The Perspective-n-Point (PnP) problem is a classic problem in computer vision. The aim is to calculate the orientation of a camera given its intrinsic parameter and a set of correspondences between 3D points and their 2D points. It is widely used in computer vision. In 2008, Xu [1] used an auxiliary point to extend the linear method for the special case of four coplanar points and find the coarse solutions for the general P3P problem. In 2012, Li [2] proposed a solution for the PnP problem that can retrieve the optimum by solving a seventh-order polynomial. In 2018, Wang [3] transferred the problem to solve a seventh-order and a fourth-order univariate polynomial. In 2020, Zhou [4] constructed the PnP problem for an uncalibrated camera as a 20th-order polynomial system. In 2021, Meng [5] mitigated scale bias by multiplying an independent inverse average depth variable onto the object space error to improve the accuracy of pose estimation.

Recently, omnidirectional vision system has become a hot topic for researchers in some fields such as robot driving [6,7], augmented reality [8], and video surveillance [9,10,11]. An omnidirectional vision system provides a 360-degree panorama in the horizontal direction and is composed of a common CCD and mirror. It can help reduce the number of cameras needed and overall costs. For omnidirectional camera pose estimation, the control point coordinates around the camera improve the accuracy of camera pose estimation. A large field of view can effectively reduce the loss of tracking caused by matching. So, the problem of pose estimation based on an omnidirectional vision system is important. In 2001, Daniel G. Aliaga [12], an earlier researcher in this research direction, proposed a pose estimation algorithm based on coded points. He set up a complete stand-alone system, but the method is only applicable for parabolic mirror omnidirectional camera. In the same year, Paulino [13] proposed a method to estimate the pose of a center omnidirectional camera with an arbitrary mirror surface. Gebken [14] presented a novel perspective pose estimation for omnidirectional vision that involves a parabolic central catadioptric sensor by using small data sets, combining geometry and stochastics such that they obtain pose from only three image points. Goncalvep [15] proved that any reflection point belongs to an analytical quadric that intersects the mirror quadric itself and presented a linear method to estimate the pose for the noncentral omnidirectional system. Ilizirov [16] proposed deriving the metric between internal reflections; a closed form similar to the principle of collinearity was obtained and then extended to a linear model. Miraldo [17] derived parametric equations to estimate pose for vanishing points and vanishing curves by using the calibration parameters and mirror shape coefficients. Due to the nonlinear imaging of omnidirectional cameras, a high-order constraint or more complicated formula is needed to establish the imaging model or camera pose estimate. In this paper, we establish a relationship between the omnidirectional image and the traditional camera image to simplify the imaging system.

____________________

Challenges →
1. The camera pose excerpt names some fields where omnidirectional vision has become a hot topic. List every field it names.
2. In the rows below, count the lines that contain the word "headscarf". Give only the number.

Available records →
____________________

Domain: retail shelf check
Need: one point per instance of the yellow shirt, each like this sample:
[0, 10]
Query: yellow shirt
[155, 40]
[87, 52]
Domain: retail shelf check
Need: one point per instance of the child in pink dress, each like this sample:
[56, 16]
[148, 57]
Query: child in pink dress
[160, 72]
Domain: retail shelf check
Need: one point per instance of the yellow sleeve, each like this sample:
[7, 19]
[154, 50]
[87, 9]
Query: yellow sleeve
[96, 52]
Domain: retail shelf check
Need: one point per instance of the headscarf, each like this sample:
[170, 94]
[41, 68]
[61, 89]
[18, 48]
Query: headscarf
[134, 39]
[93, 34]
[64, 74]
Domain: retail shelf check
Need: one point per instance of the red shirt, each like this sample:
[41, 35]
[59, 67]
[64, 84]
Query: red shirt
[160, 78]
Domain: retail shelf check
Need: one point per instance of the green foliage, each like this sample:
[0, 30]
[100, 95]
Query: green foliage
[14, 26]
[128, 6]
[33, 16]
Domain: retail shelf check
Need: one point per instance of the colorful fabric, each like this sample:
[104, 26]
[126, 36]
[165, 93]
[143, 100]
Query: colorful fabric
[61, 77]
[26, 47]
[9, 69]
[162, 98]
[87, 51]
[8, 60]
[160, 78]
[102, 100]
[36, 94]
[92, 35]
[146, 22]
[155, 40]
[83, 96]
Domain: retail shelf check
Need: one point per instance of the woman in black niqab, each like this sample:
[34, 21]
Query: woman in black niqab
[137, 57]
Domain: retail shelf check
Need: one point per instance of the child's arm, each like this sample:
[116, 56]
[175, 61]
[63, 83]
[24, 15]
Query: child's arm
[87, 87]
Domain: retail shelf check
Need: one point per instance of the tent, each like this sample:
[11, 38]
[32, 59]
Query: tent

____________________

Solution list →
1. Robot driving, augmented reality, video surveillance

2. 2